* **Tugas Anda**:
a) Salin dari artikel tentang hak cipta film bagian yang dibuka dengan kata-kata berisi "Potensi Pelanggaran Hak" dan ditutup dengan "dan harus dilindungi.".
b) Menurut artikel tentang hak cipta film, elemen apa saja yang tercakup dalam film sebagai bundle of rights?

* **Teks Sumber**:
------------------------------

Potensi Pelanggaran Hak Cipta, DJKI Ingatkan Hati-Hati Mutilasi atau Parodi Film

goodside
3 Min Read

Direktorat Jenderal Kekayaan Intelektual (DJKI) menyampaikan perhatian serius terhadap maraknya praktik pemotongan dan pemanfaatan ulang film di media sosial. Dalam acara What’sUp Podcast Kementerian Hukum RI yang bertajuk “Bangun Ekosistem Film yang Adil”, Direktur Hak Cipta dan Desain Industri, Agung Damarsasongko, menegaskan bahwa film adalah karya yang terdiri dari berbagai elemen yang dilindungi hukum.

Film sebagai Bundle of Rights

Agung menjelaskan bahwa film bukan sekadar tayangan yang bisa dipotong-potong atau dimodifikasi tanpa izin. Ia menggambarkan film sebagai bundle of rights, yang mencakup naskah, musik, penyutradaraan, dan penampilan aktor. Setiap elemen tersebut memiliki nilai hukum dan harus dilindungi.

“Sekarang lagi tren di TikTok dipotong-potong jadi berapa bagian. Itu sudah mutilasi karya cipta dan melanggar hak moral,” ujarnya.

------------------------------

* **Informasi yang Diberikan**:
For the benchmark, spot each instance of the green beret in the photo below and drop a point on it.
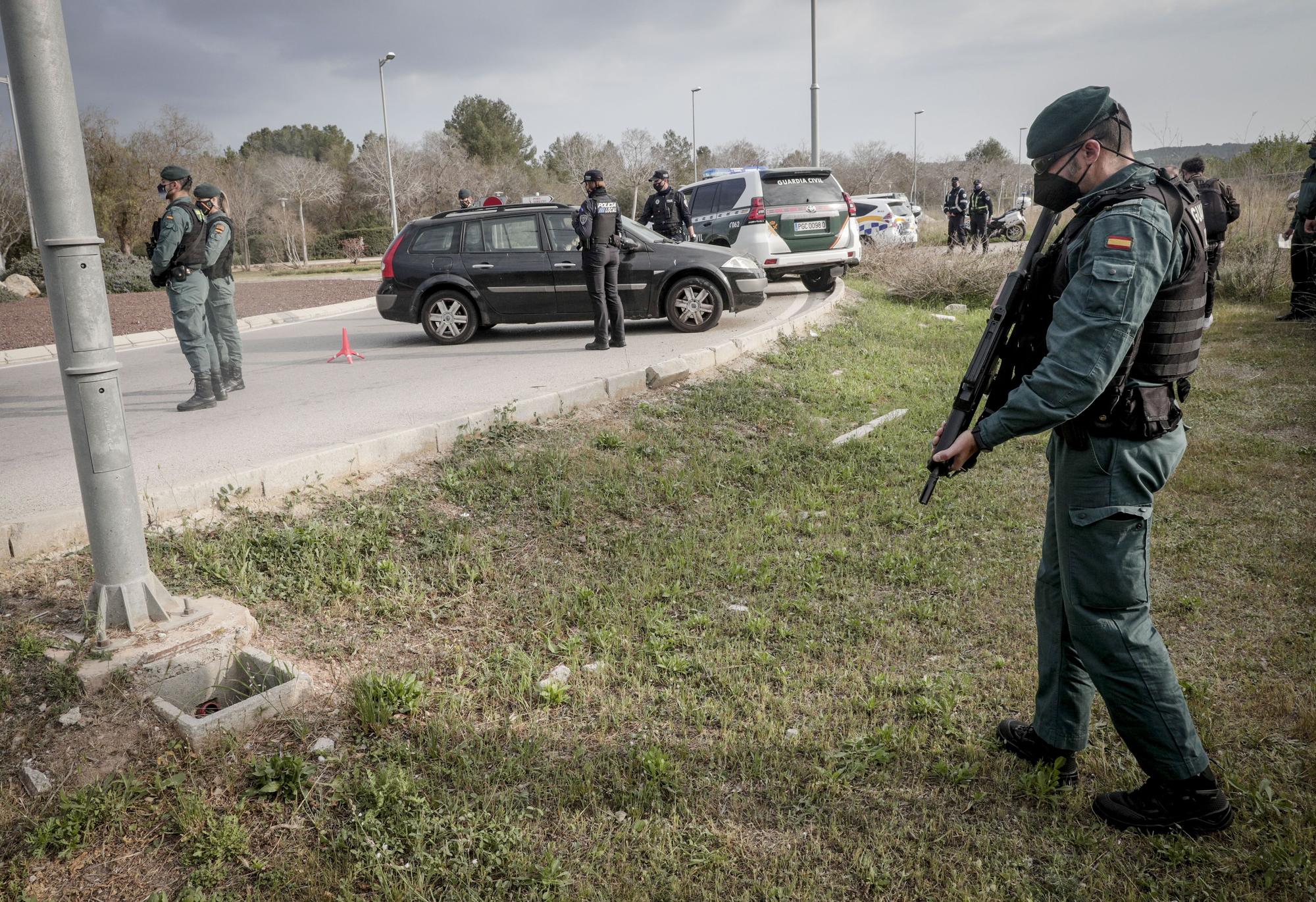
(1068, 118)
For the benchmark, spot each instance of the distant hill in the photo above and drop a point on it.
(1167, 155)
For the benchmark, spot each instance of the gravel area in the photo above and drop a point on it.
(27, 324)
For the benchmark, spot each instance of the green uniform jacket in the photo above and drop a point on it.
(174, 224)
(1100, 313)
(1306, 208)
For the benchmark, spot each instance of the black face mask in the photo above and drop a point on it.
(1055, 191)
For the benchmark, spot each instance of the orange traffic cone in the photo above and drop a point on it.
(345, 351)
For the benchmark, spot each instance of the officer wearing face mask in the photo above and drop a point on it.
(955, 207)
(980, 211)
(1302, 254)
(1122, 299)
(220, 312)
(178, 255)
(598, 222)
(668, 211)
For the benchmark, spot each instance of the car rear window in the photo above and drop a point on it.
(801, 189)
(436, 239)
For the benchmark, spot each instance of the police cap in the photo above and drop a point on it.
(1068, 120)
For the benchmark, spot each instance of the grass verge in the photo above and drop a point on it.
(798, 667)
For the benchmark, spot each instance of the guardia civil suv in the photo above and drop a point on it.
(790, 220)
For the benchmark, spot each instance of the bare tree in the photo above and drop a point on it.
(303, 180)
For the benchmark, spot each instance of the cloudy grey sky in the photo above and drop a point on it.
(1192, 71)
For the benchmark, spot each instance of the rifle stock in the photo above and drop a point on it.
(986, 362)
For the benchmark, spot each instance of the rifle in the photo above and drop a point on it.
(1007, 351)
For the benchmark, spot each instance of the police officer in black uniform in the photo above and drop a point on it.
(980, 212)
(668, 211)
(598, 222)
(955, 207)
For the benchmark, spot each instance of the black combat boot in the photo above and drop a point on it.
(1021, 739)
(1194, 807)
(202, 399)
(234, 379)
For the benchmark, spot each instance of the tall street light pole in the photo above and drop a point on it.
(694, 145)
(23, 167)
(814, 84)
(389, 150)
(126, 592)
(914, 191)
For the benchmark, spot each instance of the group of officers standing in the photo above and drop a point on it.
(191, 250)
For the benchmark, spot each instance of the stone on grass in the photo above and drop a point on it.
(34, 780)
(557, 676)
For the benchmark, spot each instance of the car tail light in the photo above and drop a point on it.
(388, 271)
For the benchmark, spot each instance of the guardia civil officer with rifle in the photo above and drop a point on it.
(1119, 300)
(222, 313)
(668, 209)
(178, 255)
(598, 224)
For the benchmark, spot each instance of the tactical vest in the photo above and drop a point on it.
(606, 212)
(667, 211)
(223, 267)
(1168, 343)
(191, 247)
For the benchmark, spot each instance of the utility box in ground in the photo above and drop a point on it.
(211, 696)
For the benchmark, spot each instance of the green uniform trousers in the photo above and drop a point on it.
(188, 304)
(222, 316)
(1093, 605)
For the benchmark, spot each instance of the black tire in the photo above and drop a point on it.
(449, 317)
(819, 280)
(693, 304)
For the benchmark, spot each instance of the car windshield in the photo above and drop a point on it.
(803, 188)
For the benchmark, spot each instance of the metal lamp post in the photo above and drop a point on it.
(389, 151)
(23, 166)
(814, 84)
(914, 191)
(126, 592)
(694, 145)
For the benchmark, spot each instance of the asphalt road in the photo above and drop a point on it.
(297, 403)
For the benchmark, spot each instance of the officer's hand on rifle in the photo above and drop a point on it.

------------------------------

* **Jawaban Berurutan**:
a)
Potensi Pelanggaran Hak Cipta, DJKI Ingatkan Hati-Hati Mutilasi atau Parodi Film

goodside
3 Min Read

Direktorat Jenderal Kekayaan Intelektual (DJKI) menyampaikan perhatian serius terhadap maraknya praktik pemotongan dan pemanfaatan ulang film di media sosial. Dalam acara What’sUp Podcast Kementerian Hukum RI yang bertajuk “Bangun Ekosistem Film yang Adil”, Direktur Hak Cipta dan Desain Industri, Agung Damarsasongko, menegaskan bahwa film adalah karya yang terdiri dari berbagai elemen yang dilindungi hukum.

Film sebagai Bundle of Rights

Agung menjelaskan bahwa film bukan sekadar tayangan yang bisa dipotong-potong atau dimodifikasi tanpa izin. Ia menggambarkan film sebagai bundle of rights, yang mencakup naskah, musik, penyutradaraan, dan penampilan aktor. Setiap elemen tersebut memiliki nilai hukum dan harus dilindungi.

b) Naskah, musik, penyutradaraan, dan penampilan aktor.